(Image object location entries)
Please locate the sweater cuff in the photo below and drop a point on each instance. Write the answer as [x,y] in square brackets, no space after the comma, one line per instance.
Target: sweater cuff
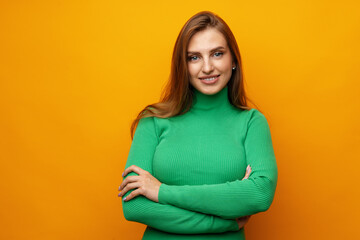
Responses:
[163,193]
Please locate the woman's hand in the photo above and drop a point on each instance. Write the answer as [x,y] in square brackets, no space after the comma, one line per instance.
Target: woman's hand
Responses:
[145,185]
[241,221]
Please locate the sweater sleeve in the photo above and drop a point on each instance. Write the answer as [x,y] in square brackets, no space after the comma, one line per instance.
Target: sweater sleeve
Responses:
[166,218]
[240,197]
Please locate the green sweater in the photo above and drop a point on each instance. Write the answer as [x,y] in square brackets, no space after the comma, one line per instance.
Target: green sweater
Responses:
[200,158]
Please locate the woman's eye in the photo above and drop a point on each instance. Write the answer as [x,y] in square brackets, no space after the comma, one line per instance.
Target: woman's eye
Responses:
[193,58]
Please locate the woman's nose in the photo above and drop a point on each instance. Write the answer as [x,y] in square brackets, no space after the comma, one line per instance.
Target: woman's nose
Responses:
[207,66]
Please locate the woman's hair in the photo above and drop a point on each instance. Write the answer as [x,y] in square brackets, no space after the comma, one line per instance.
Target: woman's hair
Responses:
[177,95]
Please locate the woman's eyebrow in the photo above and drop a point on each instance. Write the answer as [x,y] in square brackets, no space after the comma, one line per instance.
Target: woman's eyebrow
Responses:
[212,50]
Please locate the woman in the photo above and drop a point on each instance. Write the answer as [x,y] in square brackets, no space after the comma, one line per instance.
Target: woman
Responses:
[188,173]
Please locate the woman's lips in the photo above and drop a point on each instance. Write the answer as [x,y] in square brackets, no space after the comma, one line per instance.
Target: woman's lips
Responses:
[209,79]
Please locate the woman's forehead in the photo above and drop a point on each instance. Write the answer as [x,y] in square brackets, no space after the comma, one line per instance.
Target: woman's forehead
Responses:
[207,40]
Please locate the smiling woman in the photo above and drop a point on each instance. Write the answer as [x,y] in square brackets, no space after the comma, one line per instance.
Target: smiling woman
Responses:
[201,161]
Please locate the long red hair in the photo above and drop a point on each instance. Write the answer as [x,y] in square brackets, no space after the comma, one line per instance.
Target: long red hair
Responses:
[177,96]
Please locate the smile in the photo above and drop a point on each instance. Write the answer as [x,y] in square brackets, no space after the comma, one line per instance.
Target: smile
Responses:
[209,79]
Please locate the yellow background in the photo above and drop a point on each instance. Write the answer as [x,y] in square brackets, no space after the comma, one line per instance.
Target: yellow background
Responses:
[74,74]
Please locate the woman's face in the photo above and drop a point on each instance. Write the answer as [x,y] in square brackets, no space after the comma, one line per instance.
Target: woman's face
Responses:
[209,61]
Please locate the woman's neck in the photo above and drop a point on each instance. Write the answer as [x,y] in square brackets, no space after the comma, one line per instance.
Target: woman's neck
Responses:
[215,101]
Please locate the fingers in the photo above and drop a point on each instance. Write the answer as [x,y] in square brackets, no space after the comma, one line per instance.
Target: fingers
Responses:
[128,180]
[132,168]
[133,194]
[129,187]
[248,171]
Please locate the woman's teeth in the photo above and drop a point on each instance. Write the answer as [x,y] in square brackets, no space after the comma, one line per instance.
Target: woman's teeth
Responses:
[209,79]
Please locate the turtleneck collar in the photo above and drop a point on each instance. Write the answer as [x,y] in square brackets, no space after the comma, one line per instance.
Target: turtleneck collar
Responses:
[208,102]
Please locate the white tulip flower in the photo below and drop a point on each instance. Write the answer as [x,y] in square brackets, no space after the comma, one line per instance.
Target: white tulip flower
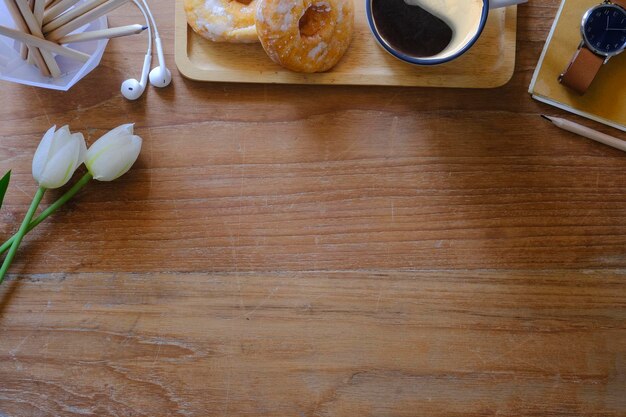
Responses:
[113,154]
[58,155]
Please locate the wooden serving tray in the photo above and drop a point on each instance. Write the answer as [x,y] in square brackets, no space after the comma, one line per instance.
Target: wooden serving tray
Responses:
[488,64]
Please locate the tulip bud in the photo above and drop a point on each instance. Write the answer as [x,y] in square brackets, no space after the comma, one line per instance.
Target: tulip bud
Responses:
[113,154]
[58,155]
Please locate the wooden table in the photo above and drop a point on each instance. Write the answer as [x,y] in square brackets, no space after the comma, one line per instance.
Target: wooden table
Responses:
[317,251]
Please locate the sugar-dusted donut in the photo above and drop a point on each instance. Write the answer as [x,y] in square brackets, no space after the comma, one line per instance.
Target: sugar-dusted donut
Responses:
[305,35]
[223,20]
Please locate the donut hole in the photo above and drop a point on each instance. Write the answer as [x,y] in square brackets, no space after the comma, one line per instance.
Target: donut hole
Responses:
[314,19]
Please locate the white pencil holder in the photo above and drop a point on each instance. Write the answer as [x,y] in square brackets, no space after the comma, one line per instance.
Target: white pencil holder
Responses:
[14,69]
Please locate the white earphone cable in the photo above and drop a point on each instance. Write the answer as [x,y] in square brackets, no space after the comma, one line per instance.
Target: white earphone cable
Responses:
[148,23]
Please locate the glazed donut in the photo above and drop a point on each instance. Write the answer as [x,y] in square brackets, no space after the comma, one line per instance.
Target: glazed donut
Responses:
[223,20]
[305,35]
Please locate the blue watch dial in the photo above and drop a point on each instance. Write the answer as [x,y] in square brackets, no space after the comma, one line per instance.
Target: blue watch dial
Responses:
[605,29]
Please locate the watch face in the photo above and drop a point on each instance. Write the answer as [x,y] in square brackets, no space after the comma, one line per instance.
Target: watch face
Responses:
[604,29]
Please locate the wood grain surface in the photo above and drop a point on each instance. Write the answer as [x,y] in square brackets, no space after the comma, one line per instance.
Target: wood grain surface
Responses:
[317,251]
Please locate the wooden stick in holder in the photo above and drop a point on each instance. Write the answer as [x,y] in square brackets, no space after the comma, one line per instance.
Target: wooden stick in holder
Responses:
[83,19]
[35,30]
[71,15]
[56,9]
[21,24]
[34,41]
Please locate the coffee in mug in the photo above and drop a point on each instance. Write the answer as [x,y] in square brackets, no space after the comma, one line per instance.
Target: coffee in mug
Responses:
[429,32]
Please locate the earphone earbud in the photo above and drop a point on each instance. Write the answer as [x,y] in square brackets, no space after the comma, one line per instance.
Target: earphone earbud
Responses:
[133,89]
[160,76]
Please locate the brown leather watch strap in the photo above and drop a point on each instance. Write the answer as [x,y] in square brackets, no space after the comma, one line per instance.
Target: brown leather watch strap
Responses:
[581,70]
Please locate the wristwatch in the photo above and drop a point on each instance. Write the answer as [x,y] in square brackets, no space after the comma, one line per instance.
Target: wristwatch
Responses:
[603,31]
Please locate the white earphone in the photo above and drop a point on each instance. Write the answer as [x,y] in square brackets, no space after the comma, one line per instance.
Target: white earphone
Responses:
[159,76]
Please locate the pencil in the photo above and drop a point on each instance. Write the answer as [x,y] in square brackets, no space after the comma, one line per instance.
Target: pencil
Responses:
[103,34]
[34,41]
[587,132]
[83,19]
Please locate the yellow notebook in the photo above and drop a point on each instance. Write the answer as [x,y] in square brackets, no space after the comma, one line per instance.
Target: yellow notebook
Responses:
[605,101]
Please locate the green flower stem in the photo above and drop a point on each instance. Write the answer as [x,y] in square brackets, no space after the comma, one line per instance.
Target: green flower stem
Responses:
[21,232]
[50,210]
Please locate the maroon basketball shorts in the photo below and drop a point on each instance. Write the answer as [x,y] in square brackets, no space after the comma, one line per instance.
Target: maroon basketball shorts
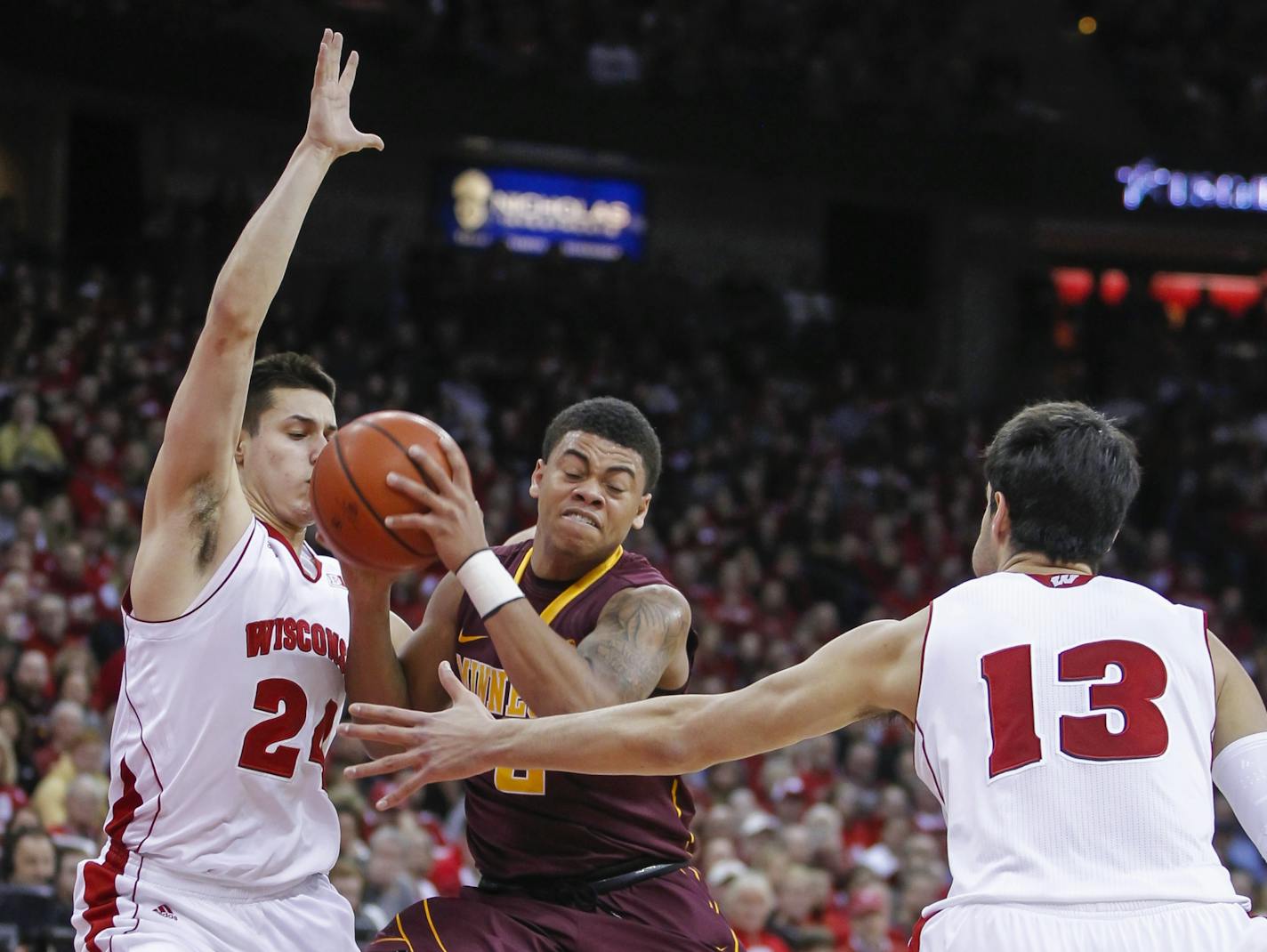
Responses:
[669,913]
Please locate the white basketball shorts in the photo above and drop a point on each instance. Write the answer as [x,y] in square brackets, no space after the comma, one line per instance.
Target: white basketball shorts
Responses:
[149,913]
[1121,927]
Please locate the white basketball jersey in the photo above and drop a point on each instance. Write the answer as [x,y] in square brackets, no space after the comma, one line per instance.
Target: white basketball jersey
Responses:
[1066,722]
[223,722]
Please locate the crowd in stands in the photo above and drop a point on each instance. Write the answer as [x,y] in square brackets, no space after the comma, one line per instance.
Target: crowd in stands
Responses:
[818,57]
[1191,68]
[807,487]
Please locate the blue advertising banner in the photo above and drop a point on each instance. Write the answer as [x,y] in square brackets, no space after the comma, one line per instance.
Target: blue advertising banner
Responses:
[531,212]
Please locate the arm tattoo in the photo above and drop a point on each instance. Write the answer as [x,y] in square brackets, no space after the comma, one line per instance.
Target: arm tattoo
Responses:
[636,638]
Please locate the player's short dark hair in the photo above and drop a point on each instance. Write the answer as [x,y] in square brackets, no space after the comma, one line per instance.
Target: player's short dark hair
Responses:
[286,370]
[1069,474]
[615,420]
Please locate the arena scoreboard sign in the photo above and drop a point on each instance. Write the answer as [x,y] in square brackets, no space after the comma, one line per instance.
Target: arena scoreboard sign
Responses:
[1147,182]
[532,212]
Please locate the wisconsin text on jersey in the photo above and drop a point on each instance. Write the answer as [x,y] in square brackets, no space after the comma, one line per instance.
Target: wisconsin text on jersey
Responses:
[295,635]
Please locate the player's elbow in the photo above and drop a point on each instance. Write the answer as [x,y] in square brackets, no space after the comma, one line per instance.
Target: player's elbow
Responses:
[683,742]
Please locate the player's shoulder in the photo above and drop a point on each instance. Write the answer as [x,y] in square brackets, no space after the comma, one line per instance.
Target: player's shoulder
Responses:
[332,572]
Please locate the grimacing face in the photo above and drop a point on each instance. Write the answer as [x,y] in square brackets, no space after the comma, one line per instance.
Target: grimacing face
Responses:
[589,493]
[277,462]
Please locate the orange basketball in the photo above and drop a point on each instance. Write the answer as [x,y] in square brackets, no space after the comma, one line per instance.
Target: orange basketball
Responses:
[351,496]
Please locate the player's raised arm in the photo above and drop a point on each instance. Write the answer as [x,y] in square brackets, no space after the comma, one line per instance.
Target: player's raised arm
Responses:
[194,507]
[1239,764]
[869,669]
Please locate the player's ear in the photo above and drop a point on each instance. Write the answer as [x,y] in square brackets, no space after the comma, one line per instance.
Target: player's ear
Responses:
[644,504]
[1001,522]
[535,483]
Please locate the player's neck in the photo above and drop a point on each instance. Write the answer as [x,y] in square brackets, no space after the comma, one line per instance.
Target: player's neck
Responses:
[292,534]
[1037,564]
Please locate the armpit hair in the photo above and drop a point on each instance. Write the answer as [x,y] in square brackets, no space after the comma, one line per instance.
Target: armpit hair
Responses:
[204,519]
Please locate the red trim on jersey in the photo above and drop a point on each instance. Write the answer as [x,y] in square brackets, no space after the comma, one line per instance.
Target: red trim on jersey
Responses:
[101,892]
[919,730]
[1062,579]
[916,932]
[141,730]
[924,648]
[1214,674]
[127,593]
[295,555]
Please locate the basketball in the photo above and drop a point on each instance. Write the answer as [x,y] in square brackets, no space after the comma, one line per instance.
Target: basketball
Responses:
[351,497]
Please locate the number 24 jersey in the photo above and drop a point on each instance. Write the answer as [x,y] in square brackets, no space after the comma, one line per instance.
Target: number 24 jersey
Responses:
[226,714]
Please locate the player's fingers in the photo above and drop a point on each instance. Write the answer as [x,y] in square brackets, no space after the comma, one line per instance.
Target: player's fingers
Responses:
[380,734]
[322,52]
[336,57]
[430,468]
[456,462]
[349,77]
[416,491]
[391,763]
[416,782]
[411,520]
[451,682]
[385,714]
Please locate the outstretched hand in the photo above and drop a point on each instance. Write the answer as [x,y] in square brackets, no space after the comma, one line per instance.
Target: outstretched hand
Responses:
[451,745]
[448,511]
[329,119]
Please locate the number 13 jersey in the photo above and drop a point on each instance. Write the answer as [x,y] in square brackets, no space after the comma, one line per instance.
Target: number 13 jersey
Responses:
[1066,722]
[223,720]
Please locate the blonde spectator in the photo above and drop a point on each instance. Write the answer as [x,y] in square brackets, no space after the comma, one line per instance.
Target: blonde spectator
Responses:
[86,800]
[747,903]
[86,754]
[12,796]
[29,449]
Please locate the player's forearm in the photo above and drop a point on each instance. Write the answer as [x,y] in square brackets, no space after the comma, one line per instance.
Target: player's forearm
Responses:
[658,737]
[547,672]
[257,262]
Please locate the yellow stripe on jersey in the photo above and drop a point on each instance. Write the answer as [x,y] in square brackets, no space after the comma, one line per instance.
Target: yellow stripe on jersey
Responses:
[426,908]
[577,588]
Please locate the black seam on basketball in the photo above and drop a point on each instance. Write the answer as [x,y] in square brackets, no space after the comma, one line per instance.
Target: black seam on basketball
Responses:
[347,474]
[406,451]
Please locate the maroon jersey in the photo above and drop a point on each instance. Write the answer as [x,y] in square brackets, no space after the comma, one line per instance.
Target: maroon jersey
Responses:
[547,823]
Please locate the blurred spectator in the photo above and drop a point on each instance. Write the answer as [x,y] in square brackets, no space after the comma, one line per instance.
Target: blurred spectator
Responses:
[388,888]
[346,877]
[32,859]
[746,904]
[28,448]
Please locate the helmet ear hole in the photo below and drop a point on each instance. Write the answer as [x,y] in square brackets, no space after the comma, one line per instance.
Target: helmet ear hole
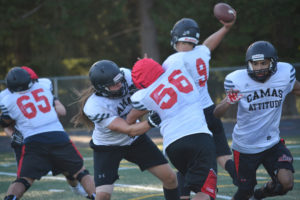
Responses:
[185,30]
[261,50]
[18,80]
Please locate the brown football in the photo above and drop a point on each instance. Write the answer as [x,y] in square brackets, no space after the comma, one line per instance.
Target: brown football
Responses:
[224,12]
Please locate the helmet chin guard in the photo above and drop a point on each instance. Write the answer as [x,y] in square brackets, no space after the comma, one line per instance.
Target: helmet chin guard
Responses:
[185,30]
[261,50]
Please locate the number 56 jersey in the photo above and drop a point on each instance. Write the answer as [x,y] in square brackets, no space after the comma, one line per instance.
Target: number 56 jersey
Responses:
[175,98]
[32,110]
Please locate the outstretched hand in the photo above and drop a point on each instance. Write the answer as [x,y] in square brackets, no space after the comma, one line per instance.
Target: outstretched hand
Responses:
[154,119]
[228,25]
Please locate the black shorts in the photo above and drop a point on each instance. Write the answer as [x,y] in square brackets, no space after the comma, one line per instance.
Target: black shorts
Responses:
[142,152]
[195,157]
[273,159]
[216,127]
[37,159]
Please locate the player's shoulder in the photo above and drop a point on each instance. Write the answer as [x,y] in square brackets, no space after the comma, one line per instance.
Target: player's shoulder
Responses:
[284,67]
[235,78]
[4,93]
[44,81]
[237,74]
[173,60]
[285,72]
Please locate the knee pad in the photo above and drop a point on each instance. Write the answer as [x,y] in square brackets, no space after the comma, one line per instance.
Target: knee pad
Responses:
[105,188]
[243,194]
[82,174]
[277,189]
[10,197]
[70,177]
[24,182]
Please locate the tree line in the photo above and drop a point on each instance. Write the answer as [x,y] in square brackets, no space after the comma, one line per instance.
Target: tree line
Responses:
[63,37]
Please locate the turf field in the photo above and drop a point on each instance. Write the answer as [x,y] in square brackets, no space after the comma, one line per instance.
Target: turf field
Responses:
[133,184]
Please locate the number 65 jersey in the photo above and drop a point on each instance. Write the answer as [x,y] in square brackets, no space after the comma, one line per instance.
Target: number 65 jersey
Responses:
[175,98]
[32,110]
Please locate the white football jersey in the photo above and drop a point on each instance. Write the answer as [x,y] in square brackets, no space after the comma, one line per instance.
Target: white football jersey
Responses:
[175,98]
[196,63]
[259,110]
[32,110]
[102,111]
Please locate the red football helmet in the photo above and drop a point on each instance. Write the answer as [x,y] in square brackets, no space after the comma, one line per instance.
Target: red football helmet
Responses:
[30,71]
[145,72]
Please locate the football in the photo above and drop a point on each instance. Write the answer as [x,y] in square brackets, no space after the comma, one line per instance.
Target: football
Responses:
[224,12]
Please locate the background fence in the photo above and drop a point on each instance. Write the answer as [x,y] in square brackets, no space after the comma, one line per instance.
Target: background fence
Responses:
[66,88]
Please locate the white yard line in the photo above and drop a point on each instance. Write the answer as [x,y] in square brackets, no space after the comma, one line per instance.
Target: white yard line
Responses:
[118,185]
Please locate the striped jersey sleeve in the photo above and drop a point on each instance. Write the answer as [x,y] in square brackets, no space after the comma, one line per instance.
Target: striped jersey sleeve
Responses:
[137,100]
[228,84]
[292,74]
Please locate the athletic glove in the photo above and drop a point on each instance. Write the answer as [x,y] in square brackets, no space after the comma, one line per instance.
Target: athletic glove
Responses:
[233,96]
[153,119]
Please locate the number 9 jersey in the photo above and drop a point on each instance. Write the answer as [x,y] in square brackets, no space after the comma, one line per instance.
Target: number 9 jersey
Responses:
[32,110]
[196,63]
[175,98]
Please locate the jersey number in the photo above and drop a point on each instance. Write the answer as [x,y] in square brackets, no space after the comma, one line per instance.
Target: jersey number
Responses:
[179,81]
[201,69]
[29,110]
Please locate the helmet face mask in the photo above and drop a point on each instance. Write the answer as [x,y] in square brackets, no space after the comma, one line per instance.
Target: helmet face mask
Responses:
[258,51]
[185,30]
[18,80]
[104,74]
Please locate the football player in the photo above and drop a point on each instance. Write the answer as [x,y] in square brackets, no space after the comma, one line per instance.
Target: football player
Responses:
[26,102]
[105,106]
[184,39]
[187,140]
[17,139]
[260,91]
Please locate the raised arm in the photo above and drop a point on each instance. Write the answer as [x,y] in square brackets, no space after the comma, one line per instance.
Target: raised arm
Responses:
[214,39]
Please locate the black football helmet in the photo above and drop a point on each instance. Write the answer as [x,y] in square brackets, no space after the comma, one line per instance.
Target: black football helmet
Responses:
[185,30]
[18,79]
[261,50]
[105,73]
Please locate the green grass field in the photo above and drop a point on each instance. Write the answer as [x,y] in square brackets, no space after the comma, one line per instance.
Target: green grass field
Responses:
[133,184]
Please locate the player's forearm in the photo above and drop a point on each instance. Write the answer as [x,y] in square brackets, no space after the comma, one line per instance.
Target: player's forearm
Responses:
[138,128]
[133,115]
[221,108]
[214,40]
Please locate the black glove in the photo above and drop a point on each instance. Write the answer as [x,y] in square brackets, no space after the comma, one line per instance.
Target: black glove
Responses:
[153,119]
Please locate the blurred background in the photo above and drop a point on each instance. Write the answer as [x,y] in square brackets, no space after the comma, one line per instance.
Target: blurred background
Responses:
[61,39]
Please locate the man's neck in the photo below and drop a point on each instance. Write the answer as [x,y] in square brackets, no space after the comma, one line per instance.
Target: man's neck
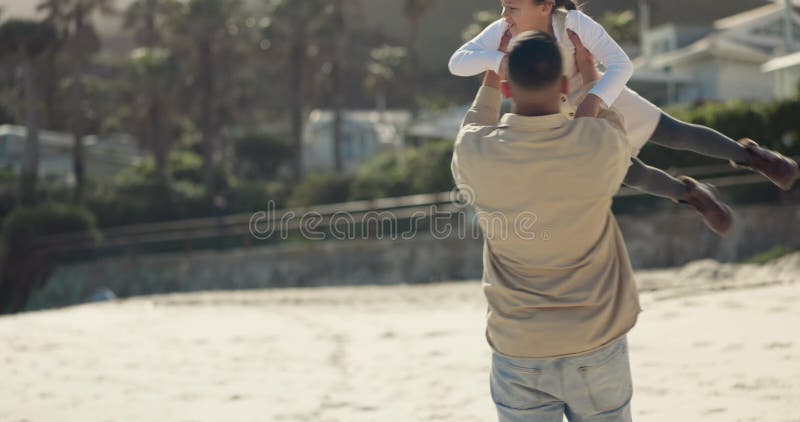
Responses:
[535,110]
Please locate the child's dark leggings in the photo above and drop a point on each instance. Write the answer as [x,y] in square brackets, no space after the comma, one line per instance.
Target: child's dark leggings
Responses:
[675,134]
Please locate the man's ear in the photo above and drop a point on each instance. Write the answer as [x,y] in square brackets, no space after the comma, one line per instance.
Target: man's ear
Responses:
[505,88]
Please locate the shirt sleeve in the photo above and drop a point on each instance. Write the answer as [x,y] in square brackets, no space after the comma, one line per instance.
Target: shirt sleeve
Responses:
[485,110]
[480,54]
[619,67]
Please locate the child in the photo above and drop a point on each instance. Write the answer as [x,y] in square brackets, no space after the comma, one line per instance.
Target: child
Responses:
[643,121]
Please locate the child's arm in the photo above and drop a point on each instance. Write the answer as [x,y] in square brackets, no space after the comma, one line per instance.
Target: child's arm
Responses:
[485,110]
[480,54]
[619,67]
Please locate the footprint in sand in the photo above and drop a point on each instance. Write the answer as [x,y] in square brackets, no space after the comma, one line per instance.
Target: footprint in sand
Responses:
[772,346]
[730,304]
[733,346]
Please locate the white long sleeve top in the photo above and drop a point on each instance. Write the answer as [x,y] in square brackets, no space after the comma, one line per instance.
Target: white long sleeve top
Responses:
[480,54]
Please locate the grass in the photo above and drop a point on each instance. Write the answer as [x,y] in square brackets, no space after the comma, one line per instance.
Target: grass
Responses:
[770,255]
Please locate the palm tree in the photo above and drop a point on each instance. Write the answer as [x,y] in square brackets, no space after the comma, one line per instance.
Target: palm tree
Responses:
[26,40]
[153,76]
[295,31]
[203,27]
[415,10]
[52,74]
[387,64]
[75,17]
[144,18]
[340,33]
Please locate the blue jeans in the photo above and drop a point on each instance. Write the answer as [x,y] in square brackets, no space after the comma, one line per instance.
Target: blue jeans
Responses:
[594,387]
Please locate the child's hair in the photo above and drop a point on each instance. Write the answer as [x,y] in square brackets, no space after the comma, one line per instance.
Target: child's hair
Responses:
[563,4]
[534,61]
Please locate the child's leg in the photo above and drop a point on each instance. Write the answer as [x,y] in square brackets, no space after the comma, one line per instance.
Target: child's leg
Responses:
[718,216]
[654,181]
[675,134]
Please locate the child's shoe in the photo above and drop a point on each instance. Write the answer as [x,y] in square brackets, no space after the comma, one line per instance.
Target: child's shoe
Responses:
[718,216]
[779,169]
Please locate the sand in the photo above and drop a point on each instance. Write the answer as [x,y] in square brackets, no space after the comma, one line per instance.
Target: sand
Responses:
[714,343]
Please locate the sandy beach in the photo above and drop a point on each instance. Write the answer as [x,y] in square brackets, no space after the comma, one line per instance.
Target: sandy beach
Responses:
[716,342]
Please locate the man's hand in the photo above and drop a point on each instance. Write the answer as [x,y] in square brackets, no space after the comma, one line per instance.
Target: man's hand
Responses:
[590,107]
[504,48]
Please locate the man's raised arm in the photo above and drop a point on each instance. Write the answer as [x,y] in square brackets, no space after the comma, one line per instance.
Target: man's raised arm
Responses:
[485,110]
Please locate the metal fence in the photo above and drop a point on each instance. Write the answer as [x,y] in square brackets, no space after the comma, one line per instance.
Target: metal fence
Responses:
[238,230]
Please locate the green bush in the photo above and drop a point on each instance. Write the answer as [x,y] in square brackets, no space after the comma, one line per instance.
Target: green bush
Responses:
[26,264]
[770,255]
[150,200]
[381,177]
[784,117]
[253,196]
[261,156]
[321,188]
[430,167]
[422,170]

**TASK OBJECTIVE:**
Quote every line from the line containing "Please locate the man's hand" through the closing line of the listing, including both.

**RESULT OF THIS TASK:**
Please locate the man's hand in the photo above and drop a point on each instance. Write the answer as [x,y] in square brackets, no space after the comma, one line per instance.
Target: man's hand
Responses:
[590,107]
[504,48]
Please locate the man's raised arm in the photo above and drop a point on each instance. Write the answer as [x,y] in square brackets, no space after the comma, one line per instance.
Target: man's raised arm
Responses:
[485,110]
Please locate the metal fence in the photo above and drop a point on each instance. Write the answer as [x,y] in square brackets, no space after the comma, one line per instance.
Target: metal fence
Responses:
[238,230]
Please locate the green bush in the photo above and drop a point on each instance. Write the answer as [x,y] in square brackets, no space after the comma, one line per instance.
Target: green bush
Responses:
[26,264]
[770,255]
[150,200]
[381,177]
[784,117]
[253,196]
[261,156]
[321,188]
[430,167]
[422,170]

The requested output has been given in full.